▶ **Auszug**:
"""

Da gibt es die Bibel- und Gesprächsabende in den Gemeinden, die als "Sakramentalität des gemeinsamen Bibellesens" (HIPPOLYT) empfunden werden und nicht mehr darauf warten, dass die hier wachsende "Ökumene" lehramtlich abgesegnet wird. Da sind die Religionslehrer, die religiöse und ethische Anliegen mit den Jugendlichen zusammen in der Schule zur Sprache bringen und denen höhere Kompetenz in Sachen des Glaubens zugesprochen wird als dem "geweihten Priester". Diesen mögen an Sonntagen die Eucharistiefeiern zugestanden werden, wozu aber regelmäßige Bibelleser bzw. eifrige Schüler nicht unbedingt einen Zugang finden. Wie von diesen zu erfahren ist, finden sie bei Religionsunterricht und Bibelabend Impulse genug, um das leben meistern und leben zu lernen.

In diesem Zusammenhang sind die viel diskutierten und kirchlich umstrittenen "Wortgottesdienste" zu erwähnen. Priesterlose Gottesdienste am Sonntag: gültige Gottesdienste? Mit oder ohne Kommunionausteilung? Werden sie nicht allzu schnell mit Euchristiefeiern verwechselt?

Das meint z.B. ERNST DASSMANN, Professor für alte Kirchengeschichte. Er steht nicht unbedingt in dem Ruf, ein "progressiver " oder "modischer" Theologe zu sein. Aber er ist - in Blick auf den Wandel der Zeit - realistisch genug, um Folgendes festzustellen:

"Ob eine Gemeinde das Recht auf Eucharistie hat oder nicht, mag so oder anders beantwortet werden, de facto wird es dazu kommen, dass sogenannte priesterlose Gottesdienste immer mehr die Form von Eucharistiefeiern annehmen werden." Und: "Viele Gläubige wird die Frage nach der Wirksamkeit eines von einem nichtgeweihten Priester gesprochenen Hochgebetes und Einsetzungsberichtes nicht sehr bedrängen. Ein gut gestalteter Gottesdienst ist ihnen wichtiger als die nicht wahrnehmbare Wesensverwandlung der eucharistischen Gaben."

"""

(Zeilen aus einem Datensatz)

"""

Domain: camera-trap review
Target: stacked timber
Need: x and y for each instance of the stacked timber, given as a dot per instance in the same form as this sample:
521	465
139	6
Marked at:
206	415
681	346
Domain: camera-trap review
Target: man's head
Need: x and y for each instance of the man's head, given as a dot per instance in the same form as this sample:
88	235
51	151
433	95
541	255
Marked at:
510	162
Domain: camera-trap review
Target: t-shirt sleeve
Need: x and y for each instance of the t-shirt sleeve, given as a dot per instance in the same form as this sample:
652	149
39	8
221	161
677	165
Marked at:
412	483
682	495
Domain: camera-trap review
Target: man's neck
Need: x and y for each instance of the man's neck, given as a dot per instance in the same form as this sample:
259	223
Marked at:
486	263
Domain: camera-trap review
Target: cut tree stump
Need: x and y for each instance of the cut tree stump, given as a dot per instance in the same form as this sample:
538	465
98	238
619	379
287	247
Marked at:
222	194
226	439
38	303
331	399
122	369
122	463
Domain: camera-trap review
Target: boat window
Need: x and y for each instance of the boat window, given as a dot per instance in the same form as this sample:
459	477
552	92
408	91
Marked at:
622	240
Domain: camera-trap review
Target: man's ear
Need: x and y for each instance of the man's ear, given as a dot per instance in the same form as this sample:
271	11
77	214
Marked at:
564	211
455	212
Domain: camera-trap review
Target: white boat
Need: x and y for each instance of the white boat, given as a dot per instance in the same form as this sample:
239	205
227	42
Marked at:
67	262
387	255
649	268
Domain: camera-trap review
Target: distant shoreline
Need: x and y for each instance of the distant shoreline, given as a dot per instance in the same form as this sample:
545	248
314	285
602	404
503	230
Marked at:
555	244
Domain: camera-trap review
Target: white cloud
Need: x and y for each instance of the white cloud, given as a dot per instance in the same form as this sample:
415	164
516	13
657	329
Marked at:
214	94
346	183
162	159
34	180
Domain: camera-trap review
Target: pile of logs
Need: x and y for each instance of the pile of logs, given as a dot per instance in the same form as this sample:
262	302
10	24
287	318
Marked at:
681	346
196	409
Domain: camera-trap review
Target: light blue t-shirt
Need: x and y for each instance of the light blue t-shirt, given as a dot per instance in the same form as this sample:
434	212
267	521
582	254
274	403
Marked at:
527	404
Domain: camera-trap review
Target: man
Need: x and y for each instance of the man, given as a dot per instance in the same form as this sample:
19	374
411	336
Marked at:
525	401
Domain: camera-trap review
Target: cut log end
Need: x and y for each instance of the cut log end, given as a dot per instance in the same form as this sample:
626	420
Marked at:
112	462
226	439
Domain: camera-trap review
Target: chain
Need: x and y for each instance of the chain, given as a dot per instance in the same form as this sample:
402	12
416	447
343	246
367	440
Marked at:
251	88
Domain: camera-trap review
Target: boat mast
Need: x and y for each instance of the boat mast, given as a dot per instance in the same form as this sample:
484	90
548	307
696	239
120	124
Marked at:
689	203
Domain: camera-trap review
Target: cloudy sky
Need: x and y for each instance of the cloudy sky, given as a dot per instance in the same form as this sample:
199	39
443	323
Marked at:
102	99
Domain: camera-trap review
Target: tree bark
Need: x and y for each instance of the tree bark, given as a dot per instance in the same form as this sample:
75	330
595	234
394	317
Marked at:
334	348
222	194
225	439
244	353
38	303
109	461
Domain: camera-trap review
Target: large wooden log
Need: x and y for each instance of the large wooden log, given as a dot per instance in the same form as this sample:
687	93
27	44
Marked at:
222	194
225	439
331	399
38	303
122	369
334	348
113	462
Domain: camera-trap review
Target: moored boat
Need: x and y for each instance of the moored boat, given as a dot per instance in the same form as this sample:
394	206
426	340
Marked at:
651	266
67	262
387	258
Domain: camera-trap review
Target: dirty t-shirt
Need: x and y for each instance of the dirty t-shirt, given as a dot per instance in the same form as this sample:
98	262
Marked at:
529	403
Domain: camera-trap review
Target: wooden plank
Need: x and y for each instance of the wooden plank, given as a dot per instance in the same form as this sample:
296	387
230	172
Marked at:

"""

Bitte beantworten Sie diese Fragen zum Auszug jeweils knapp:
(a) Wem wird höhere Kompetenz in Sachen des Glaubens zugesprochen als dem "geweihten Priester"?
(b) Wofür ist Ernst Dassmann Professor?
(c) Was ist vielen Gläubigen laut dem Zitat wichtiger als die nicht wahrnehmbare Wesensverwandlung der eucharistischen Gaben?

▶ **Lösung**:
(a) Den Religionslehrern.
(b) Für alte Kirchengeschichte.
(c) Ein gut gestalteter Gottesdienst.